Among these records, which lines include "ground"? Copy them out.

Records to process:
........
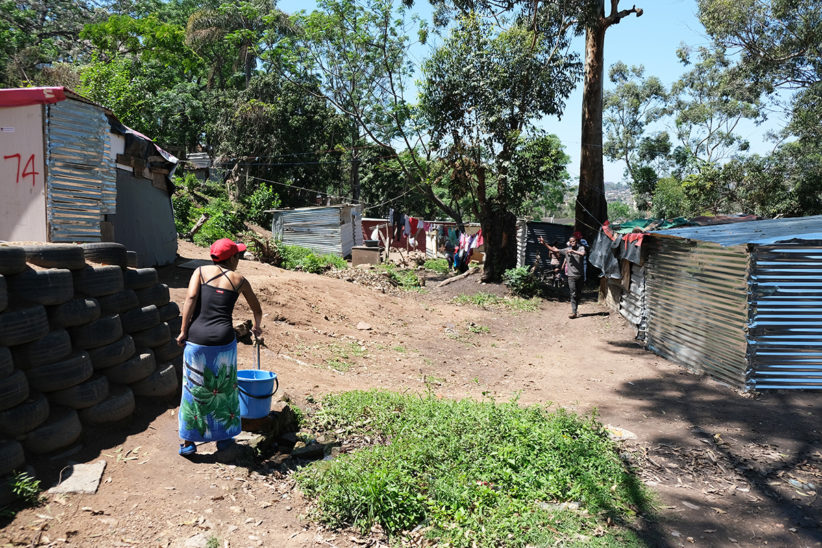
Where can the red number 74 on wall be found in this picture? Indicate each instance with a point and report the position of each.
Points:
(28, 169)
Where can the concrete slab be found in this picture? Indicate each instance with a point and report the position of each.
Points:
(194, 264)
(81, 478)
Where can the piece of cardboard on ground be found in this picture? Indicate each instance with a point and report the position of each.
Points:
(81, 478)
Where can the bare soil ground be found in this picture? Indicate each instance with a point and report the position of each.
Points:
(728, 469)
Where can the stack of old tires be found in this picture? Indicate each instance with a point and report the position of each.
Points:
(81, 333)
........
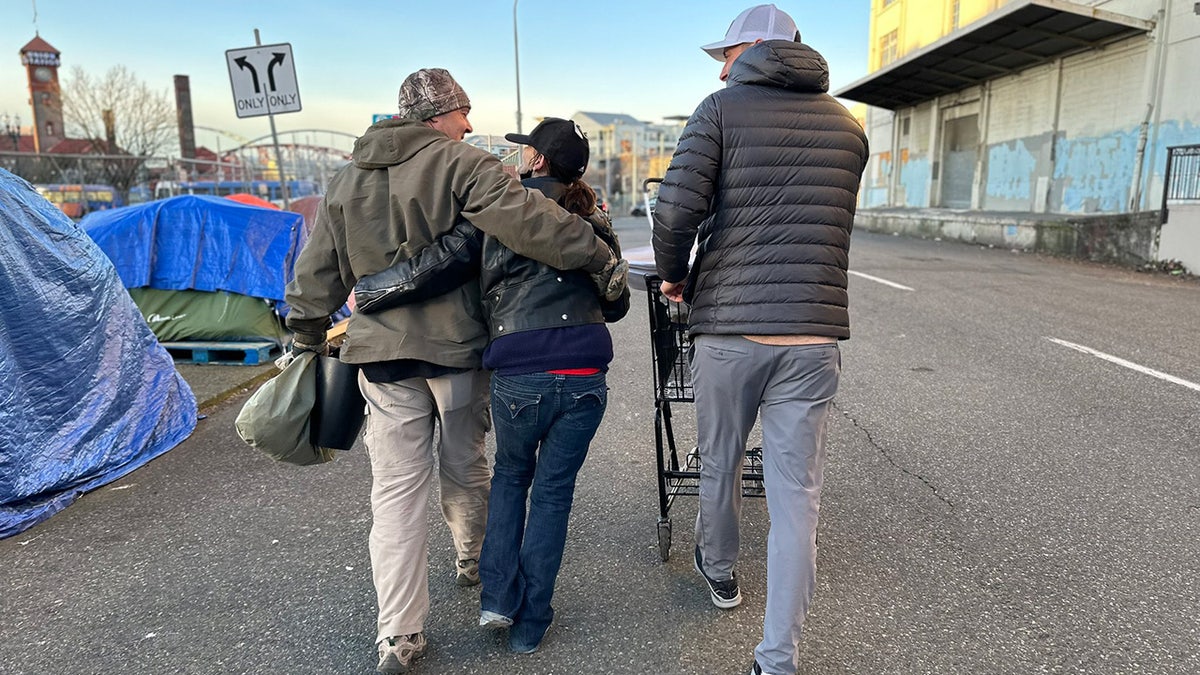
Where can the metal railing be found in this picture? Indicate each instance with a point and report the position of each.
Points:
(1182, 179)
........
Reply to the exercise:
Where can the piece of cardboard on ground be found in this picture? Indicate each instance with a point and report the position of each.
Where can the bare soil ground be found in this picture? Indicate each instance with a point and report the position of each.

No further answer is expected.